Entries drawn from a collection
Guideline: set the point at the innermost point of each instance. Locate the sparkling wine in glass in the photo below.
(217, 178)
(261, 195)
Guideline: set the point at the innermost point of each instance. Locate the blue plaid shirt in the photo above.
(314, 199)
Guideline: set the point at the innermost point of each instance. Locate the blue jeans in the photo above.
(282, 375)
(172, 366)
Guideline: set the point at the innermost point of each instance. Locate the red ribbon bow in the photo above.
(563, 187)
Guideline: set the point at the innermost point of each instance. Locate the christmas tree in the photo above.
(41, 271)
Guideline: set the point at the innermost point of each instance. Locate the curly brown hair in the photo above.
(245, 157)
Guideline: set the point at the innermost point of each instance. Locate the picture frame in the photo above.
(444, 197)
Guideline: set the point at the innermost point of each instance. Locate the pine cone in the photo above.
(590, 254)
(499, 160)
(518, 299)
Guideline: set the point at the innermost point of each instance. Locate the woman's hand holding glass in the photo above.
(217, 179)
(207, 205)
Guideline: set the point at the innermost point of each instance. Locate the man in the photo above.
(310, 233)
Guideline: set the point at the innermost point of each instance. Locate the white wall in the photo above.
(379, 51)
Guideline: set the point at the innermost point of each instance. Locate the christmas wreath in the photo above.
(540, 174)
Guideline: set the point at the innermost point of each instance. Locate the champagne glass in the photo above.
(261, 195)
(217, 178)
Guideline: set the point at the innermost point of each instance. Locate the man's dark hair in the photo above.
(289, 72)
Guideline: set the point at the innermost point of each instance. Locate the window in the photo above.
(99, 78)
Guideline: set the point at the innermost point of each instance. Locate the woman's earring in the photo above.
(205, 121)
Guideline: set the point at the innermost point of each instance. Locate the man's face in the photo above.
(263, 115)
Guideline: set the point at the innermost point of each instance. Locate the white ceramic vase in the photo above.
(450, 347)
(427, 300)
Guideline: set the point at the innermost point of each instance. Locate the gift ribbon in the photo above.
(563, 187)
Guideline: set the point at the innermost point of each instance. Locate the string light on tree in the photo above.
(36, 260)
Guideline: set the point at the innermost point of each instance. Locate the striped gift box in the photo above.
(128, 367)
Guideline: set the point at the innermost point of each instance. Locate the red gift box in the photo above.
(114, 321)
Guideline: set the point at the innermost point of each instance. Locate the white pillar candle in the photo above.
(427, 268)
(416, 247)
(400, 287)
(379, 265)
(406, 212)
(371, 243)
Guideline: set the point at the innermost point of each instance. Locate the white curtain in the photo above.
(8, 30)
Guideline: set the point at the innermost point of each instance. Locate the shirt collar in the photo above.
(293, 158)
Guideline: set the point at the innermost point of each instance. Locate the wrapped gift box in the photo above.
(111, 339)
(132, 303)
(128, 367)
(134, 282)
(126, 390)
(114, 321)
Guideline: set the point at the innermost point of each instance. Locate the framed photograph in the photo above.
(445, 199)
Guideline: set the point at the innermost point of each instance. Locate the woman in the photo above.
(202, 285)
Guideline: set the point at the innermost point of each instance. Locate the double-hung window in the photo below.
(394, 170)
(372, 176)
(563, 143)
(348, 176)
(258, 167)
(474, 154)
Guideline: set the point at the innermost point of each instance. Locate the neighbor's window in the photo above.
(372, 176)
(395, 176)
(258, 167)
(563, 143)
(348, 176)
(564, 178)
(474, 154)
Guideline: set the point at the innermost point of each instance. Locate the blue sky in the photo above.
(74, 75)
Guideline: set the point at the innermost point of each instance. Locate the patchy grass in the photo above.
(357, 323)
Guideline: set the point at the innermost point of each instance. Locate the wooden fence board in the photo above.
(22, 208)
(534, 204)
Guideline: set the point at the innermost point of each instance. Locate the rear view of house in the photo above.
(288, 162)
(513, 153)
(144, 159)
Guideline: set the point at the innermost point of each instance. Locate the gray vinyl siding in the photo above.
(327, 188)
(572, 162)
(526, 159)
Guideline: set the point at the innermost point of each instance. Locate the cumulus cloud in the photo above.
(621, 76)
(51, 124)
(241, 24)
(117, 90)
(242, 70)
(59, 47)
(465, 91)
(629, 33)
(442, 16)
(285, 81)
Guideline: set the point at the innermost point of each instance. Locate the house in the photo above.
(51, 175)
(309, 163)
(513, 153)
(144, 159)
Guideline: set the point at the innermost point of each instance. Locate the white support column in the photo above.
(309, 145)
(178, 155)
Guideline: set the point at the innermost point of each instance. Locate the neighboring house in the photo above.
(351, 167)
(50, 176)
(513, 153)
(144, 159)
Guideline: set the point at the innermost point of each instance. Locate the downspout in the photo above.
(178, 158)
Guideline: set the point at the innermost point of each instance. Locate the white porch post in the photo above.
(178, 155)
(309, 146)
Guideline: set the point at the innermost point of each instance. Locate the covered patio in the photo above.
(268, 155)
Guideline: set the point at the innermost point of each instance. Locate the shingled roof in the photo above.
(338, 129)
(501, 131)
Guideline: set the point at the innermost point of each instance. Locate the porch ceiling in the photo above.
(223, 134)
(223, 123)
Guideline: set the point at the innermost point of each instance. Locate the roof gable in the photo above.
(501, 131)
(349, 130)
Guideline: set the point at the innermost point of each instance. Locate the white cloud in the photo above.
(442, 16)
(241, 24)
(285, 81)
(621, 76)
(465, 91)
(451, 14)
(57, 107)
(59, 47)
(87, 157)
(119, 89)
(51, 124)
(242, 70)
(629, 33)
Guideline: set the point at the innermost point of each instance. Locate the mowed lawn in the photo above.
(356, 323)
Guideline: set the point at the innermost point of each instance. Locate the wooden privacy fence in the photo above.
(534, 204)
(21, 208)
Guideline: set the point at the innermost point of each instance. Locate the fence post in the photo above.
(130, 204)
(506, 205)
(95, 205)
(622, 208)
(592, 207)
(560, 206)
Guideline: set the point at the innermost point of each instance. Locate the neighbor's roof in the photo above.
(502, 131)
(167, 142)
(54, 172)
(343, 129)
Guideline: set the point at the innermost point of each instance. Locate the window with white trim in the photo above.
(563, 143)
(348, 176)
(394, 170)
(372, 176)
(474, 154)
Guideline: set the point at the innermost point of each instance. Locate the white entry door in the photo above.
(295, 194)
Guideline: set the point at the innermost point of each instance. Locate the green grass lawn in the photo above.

...

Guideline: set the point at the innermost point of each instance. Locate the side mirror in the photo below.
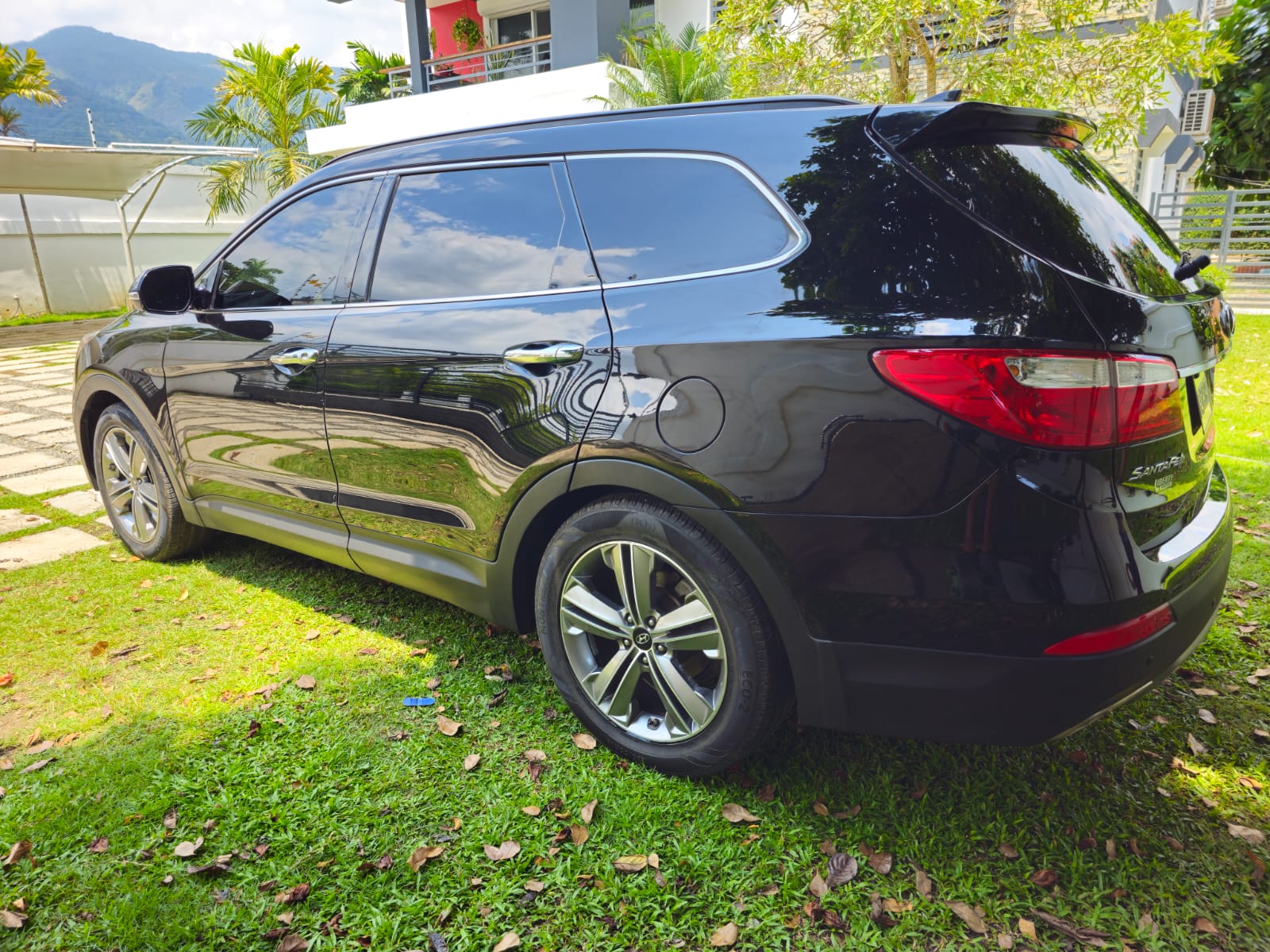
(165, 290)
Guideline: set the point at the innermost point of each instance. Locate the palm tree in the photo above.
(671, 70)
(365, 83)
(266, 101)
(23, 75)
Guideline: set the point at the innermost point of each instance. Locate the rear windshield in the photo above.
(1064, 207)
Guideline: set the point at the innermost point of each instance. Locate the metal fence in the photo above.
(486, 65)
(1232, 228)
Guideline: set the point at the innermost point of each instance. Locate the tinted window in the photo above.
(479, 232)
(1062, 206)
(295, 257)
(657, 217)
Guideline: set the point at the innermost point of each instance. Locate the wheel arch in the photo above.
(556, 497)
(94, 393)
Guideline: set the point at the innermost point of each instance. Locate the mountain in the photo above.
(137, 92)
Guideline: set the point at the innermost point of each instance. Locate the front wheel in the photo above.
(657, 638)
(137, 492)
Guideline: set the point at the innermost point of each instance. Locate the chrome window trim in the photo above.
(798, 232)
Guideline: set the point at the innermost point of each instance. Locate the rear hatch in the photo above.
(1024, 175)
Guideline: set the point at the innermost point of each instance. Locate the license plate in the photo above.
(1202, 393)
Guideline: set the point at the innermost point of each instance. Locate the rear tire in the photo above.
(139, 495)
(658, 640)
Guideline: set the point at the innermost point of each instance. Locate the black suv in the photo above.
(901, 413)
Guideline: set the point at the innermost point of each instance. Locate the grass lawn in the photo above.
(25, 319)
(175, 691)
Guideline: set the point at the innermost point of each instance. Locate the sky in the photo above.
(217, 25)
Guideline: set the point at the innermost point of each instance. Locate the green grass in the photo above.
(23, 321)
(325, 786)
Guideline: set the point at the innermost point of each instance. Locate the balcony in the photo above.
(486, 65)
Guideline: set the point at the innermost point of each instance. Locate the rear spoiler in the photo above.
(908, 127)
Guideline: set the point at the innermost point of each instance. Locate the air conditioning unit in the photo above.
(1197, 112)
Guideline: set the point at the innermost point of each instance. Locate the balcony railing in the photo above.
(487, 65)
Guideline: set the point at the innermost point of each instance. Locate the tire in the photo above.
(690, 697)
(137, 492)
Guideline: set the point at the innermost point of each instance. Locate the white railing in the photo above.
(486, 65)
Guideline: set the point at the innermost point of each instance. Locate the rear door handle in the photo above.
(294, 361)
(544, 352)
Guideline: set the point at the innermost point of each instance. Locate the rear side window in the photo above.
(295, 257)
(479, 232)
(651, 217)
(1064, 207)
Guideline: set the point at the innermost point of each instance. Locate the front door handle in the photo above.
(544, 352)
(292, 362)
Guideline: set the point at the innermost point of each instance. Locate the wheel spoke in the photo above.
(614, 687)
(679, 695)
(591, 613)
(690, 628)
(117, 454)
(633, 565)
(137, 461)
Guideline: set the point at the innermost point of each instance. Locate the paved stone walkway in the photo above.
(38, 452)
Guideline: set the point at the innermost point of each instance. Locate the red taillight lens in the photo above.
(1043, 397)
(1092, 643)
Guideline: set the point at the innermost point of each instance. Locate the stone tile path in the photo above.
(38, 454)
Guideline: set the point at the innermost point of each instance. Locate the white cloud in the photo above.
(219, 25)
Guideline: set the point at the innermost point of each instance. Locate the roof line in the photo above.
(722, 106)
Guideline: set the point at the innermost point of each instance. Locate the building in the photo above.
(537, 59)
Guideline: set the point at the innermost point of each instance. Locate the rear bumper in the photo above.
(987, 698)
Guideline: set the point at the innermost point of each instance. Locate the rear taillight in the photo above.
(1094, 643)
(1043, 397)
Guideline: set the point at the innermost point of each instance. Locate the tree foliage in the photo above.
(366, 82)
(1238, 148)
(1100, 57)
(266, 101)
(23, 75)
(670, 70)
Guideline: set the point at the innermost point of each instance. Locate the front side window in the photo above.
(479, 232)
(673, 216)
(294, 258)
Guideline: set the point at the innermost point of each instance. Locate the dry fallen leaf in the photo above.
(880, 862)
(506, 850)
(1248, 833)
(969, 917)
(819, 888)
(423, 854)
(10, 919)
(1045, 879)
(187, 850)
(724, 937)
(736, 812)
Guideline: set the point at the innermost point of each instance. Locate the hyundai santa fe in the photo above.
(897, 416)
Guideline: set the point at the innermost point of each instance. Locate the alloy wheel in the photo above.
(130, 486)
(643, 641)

* * *

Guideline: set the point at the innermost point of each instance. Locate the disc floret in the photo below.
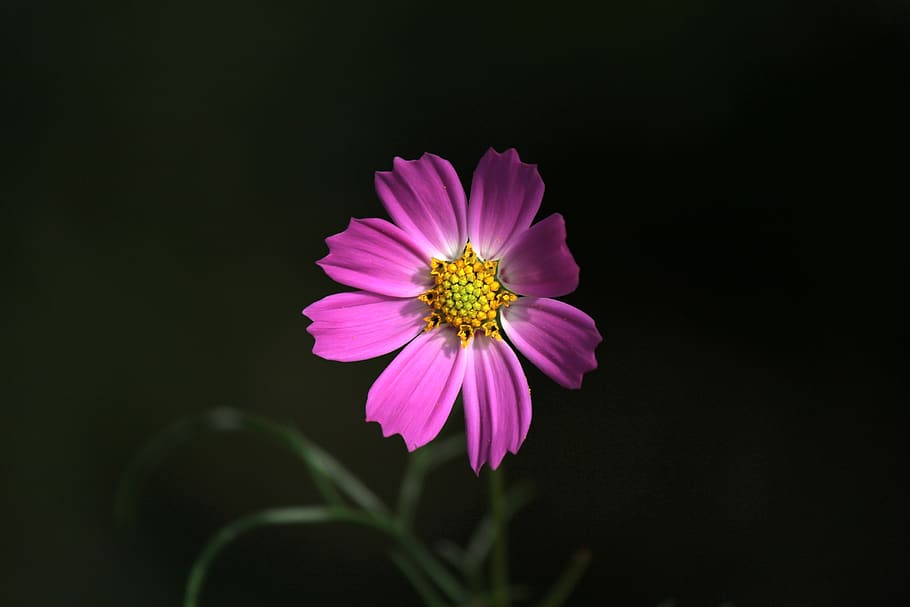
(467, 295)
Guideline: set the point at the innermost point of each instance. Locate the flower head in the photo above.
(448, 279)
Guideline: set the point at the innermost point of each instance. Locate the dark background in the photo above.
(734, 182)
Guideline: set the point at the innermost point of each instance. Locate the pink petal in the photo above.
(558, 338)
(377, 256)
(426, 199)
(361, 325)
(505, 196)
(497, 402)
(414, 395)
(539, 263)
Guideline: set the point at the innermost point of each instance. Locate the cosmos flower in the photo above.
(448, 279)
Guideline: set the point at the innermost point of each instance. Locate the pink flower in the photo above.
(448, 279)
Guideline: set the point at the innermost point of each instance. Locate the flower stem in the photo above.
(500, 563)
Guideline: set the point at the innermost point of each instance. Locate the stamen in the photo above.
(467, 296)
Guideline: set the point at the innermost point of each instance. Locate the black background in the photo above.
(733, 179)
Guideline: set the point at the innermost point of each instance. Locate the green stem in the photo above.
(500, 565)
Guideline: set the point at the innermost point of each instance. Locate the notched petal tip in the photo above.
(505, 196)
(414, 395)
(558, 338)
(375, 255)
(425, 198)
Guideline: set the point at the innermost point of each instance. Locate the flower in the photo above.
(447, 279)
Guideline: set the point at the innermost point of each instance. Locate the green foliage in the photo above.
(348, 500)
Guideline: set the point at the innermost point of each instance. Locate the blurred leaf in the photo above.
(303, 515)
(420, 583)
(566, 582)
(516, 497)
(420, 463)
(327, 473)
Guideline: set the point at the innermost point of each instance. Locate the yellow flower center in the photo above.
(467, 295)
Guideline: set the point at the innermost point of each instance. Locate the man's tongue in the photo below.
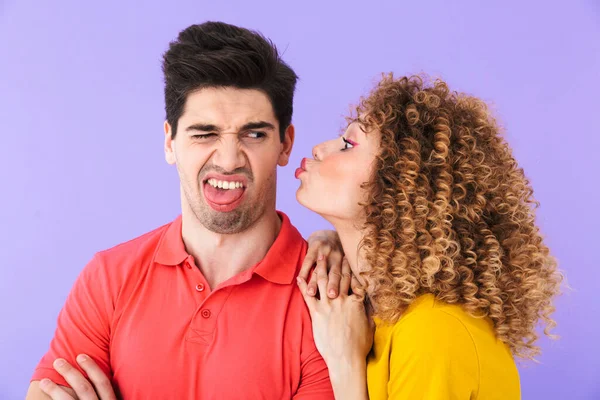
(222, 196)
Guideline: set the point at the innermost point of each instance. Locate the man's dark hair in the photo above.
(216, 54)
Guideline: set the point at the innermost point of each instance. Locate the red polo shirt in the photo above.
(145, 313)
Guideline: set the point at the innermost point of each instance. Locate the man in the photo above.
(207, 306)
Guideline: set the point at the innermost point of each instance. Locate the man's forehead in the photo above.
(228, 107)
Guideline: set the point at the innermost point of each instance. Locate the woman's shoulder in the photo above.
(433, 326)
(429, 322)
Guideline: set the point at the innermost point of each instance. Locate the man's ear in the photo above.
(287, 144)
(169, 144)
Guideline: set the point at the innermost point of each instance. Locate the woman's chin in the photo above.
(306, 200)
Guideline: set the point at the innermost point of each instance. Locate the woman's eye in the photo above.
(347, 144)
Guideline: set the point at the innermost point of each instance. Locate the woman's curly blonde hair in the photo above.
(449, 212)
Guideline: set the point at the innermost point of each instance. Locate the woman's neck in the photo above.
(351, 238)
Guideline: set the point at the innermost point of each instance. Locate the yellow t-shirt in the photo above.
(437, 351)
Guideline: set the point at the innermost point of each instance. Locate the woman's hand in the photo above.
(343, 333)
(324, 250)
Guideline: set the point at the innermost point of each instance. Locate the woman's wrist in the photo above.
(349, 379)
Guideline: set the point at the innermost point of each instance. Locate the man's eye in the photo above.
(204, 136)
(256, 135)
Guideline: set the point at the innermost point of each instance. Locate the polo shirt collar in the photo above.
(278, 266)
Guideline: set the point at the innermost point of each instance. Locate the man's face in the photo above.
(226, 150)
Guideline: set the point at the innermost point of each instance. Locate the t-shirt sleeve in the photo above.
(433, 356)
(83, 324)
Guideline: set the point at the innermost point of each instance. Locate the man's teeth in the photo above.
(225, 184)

> Given task
Give the entries as a two-column CSV headed request and answer, with one row per entry, each field in double quotes and any line breaks inside a field replaced by spaces. Begin at the line that contains "tinted window in the photo above." and stop after the line that contains "(1197, 112)".

> Written response
request,answer
"Guideline: set the point at the innermost point of each instance. Locate the tinted window in the photo above.","(479, 232) (1062, 206) (295, 257) (657, 217)"
"Guideline: set the point at the innermost point of each instance. Locate the wheel arch in the photo above.","(556, 497) (94, 393)"
"Guideline: set the point at the innermost point of each instance. Locate the mountain in the photo above.","(137, 92)"
"Guideline: set the point at the innermost point of each instance. Locate the front wheel in the photo above.","(657, 638) (137, 492)"
"Guideline: set the point at the innermost point of each instance. Locate the chrome window trim in the photo above.","(798, 232)"
"Guideline: set the point at the innermost point of each instance. Locate the rear hatch in the photo above.","(1024, 175)"
"Guideline: set the point at the innermost point of each instance. Locate the license plate in the photo above.","(1202, 393)"
"Guideline: set the point at the innermost point of each instance. Locate the rear tire in the photo above.","(139, 495) (658, 640)"
"Guideline: set the point at the innermost point of each instance. Locate the black suv in the photo above.","(901, 413)"
"Guideline: set the point at the innermost point of each instance. Locate the grass lawn in the photo above.","(25, 319) (175, 691)"
"Guideline: set the point at the innermost point of each instance. Locate the sky in the photo above.","(217, 25)"
"Guideline: set the point at the innermost point of each instance. Locate the green grass in the photo above.","(23, 321) (325, 786)"
"Guideline: set the point at the innermost point of each instance. Locate the balcony in the photo above.","(486, 65)"
"Guideline: set the point at the innermost point of each instance. Locate the rear spoiler in the photo above.","(908, 127)"
"Guideline: set the point at the innermost point of each instance. Locate the air conditioning unit in the photo above.","(1197, 112)"